> Records to process
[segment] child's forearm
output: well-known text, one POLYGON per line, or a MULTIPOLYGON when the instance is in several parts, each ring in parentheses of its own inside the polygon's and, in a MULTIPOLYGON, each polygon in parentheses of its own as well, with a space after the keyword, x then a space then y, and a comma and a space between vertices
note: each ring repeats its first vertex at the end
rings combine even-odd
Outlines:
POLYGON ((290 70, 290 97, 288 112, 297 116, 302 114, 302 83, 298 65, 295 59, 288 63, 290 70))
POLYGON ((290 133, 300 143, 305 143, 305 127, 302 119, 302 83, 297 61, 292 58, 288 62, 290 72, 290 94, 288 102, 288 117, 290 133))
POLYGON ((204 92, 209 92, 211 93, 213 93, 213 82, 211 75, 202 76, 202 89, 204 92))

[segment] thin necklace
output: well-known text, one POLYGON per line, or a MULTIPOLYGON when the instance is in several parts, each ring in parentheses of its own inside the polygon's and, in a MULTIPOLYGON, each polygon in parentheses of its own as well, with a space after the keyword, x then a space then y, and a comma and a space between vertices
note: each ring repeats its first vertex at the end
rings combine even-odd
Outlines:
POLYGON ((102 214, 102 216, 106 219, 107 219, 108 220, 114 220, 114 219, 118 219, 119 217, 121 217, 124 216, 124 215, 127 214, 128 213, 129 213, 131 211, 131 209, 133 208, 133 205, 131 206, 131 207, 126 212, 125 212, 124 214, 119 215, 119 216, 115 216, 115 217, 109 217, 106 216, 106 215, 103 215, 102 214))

* * *

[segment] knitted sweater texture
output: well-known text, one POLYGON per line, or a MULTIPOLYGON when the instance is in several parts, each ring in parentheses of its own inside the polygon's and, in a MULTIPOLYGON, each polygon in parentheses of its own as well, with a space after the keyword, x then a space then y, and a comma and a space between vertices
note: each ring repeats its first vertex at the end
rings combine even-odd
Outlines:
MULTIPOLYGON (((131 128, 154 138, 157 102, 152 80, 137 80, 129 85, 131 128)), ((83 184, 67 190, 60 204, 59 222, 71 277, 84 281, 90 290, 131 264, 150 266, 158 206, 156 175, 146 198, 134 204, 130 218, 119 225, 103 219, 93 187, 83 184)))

> What you need to do
Pick out each line above that contains the string "segment" and copy it in full. The match is case-sensitive.

> Worked solution
[segment] child's forearm
[segment] thin necklace
[segment] knitted sweater texture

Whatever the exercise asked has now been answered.